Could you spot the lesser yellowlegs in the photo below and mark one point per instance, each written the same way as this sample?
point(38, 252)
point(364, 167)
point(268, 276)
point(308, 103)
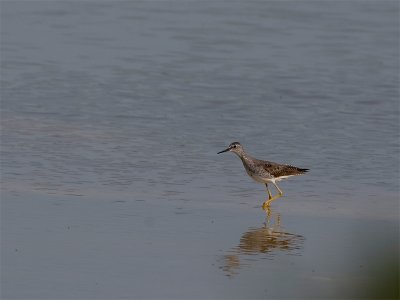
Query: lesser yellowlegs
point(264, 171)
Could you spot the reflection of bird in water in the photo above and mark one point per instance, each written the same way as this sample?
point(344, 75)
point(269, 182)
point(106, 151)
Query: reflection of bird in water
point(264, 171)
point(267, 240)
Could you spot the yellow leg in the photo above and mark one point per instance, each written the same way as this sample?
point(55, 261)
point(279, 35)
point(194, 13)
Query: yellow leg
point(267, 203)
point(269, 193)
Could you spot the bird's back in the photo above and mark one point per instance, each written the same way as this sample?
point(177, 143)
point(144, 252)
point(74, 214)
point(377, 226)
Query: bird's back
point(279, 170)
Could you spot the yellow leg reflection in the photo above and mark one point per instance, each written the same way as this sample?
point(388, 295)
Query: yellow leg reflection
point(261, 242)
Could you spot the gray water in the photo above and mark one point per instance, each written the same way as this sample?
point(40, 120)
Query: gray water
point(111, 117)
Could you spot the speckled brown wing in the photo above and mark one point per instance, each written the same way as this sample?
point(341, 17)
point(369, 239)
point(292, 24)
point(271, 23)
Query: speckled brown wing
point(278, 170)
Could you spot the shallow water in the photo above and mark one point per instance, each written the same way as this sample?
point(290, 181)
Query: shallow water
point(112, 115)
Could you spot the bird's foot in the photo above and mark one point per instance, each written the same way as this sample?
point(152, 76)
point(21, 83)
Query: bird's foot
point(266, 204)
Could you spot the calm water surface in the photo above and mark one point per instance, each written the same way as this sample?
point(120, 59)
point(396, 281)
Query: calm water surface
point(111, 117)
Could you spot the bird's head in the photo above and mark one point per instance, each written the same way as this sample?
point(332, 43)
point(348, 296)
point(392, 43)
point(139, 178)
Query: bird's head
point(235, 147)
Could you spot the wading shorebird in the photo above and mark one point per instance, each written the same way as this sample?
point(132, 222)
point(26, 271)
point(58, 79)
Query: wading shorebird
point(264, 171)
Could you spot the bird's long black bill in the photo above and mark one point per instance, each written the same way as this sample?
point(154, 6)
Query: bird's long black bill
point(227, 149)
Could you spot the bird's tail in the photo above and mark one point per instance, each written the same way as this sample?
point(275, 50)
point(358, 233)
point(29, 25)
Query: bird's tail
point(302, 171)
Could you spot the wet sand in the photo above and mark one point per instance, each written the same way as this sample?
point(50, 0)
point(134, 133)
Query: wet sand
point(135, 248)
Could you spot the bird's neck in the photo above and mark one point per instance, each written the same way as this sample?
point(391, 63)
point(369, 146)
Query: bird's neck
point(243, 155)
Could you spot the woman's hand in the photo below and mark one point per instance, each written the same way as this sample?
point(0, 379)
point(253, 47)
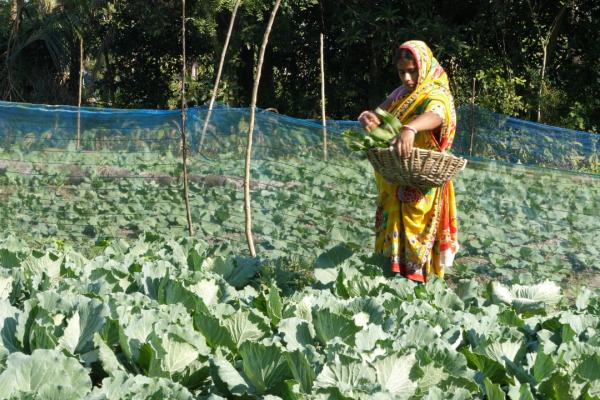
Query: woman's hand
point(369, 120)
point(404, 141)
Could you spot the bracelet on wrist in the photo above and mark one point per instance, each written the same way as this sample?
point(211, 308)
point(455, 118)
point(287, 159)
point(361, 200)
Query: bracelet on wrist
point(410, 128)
--
### WHAT YOU NEED TO DO
Rewrite every line of the items above as a JSON list of strings, one string per line, with blank lines and the pictures left out.

### TASK SOLUTION
[
  "Could you spot the lesser yellowlegs in the photo below and mark one point per instance, each written the same way as this sample?",
  "point(38, 252)",
  "point(364, 167)",
  "point(268, 276)",
  "point(308, 103)",
  "Query: lesser yellowlegs",
  "point(264, 171)",
  "Could you spot the reflection of bird in water in the photo above and mark one point per instance, each written the same way as this sample?",
  "point(344, 75)",
  "point(269, 182)",
  "point(106, 151)",
  "Query: reflection of bird in water",
  "point(264, 171)",
  "point(267, 240)",
  "Could you spot the yellow leg in the photo above and mark one point per instance, each written the same way as this sample?",
  "point(55, 261)",
  "point(279, 35)",
  "point(194, 13)",
  "Query: yellow leg",
  "point(267, 203)",
  "point(269, 193)",
  "Could you spot the bird's back in the photo above and mark one point per instance, each written the same way as this sample?",
  "point(177, 143)",
  "point(144, 252)",
  "point(74, 214)",
  "point(377, 226)",
  "Query: bird's back",
  "point(279, 170)",
  "Could you spot the yellow leg reflection in the photo above and mark one point per instance, each written the same way as this sample?",
  "point(388, 295)",
  "Query: yellow leg reflection",
  "point(261, 242)",
  "Could you spot the gray water in the photo above and mark one point per instance, each written the same way as this sample?",
  "point(40, 120)",
  "Query: gray water",
  "point(111, 117)",
  "Could you spot the speckled brown wing in the photo above and mark one point per instance, each written the same way as this sample?",
  "point(341, 17)",
  "point(369, 239)",
  "point(292, 24)",
  "point(271, 23)",
  "Query: speckled brown wing",
  "point(278, 170)",
  "Could you spot the shallow water in the photo above and mark one point per instance, each written the same way as this sample?",
  "point(290, 181)",
  "Query: shallow water",
  "point(112, 115)",
  "Could you spot the bird's foot in the photo above and mark one point per instance, each written the same way as this sample?",
  "point(152, 76)",
  "point(21, 83)",
  "Query: bird's foot",
  "point(266, 204)",
  "Could you spot the calm water surface in the photo above and mark one point per instance, each written the same way as this sample?",
  "point(120, 59)",
  "point(396, 281)",
  "Query: calm water surface",
  "point(111, 117)",
  "Could you spot the bird's head in the photo above and mark one point per instance, each written the same way as this sample?",
  "point(332, 43)",
  "point(348, 296)",
  "point(392, 43)",
  "point(139, 178)",
  "Query: bird's head",
  "point(235, 147)",
  "Could you spot the wading shorebird in the photo above and mark one point per instance, each written the same way as this sample?",
  "point(132, 222)",
  "point(26, 271)",
  "point(58, 79)",
  "Query: wading shorebird",
  "point(264, 171)",
  "Could you spot the bird's long black bill in the photo above and mark one point per instance, each written the same way as this sample?",
  "point(154, 6)",
  "Query: bird's long black bill",
  "point(227, 149)",
  "Could you spot the bird's tail in the photo above and mark one point per instance, each written the same way as this sample?",
  "point(275, 50)",
  "point(358, 233)",
  "point(29, 25)",
  "Query: bird's tail",
  "point(302, 171)",
  "Could you spot the wet sand in the photo above and mark one point per instance, each written the same way as this sample?",
  "point(50, 0)",
  "point(134, 133)",
  "Query: wet sand",
  "point(135, 248)",
  "Could you spot the bird's neck in the photo above and mark one point per instance, each written the same way as this sample?",
  "point(391, 63)",
  "point(369, 146)",
  "Query: bird's neck",
  "point(243, 155)",
  "Could you spot the woman's hand in the photo below and mark one point per instance, each written the same way as this sample?",
  "point(0, 379)",
  "point(253, 47)",
  "Query: woman's hand",
  "point(369, 120)",
  "point(404, 141)",
  "Could you spot the bracelet on wrist in the photo above and mark one point per instance, each written the same way as this sample?",
  "point(211, 308)",
  "point(455, 118)",
  "point(287, 159)",
  "point(361, 200)",
  "Query: bracelet on wrist",
  "point(410, 128)"
]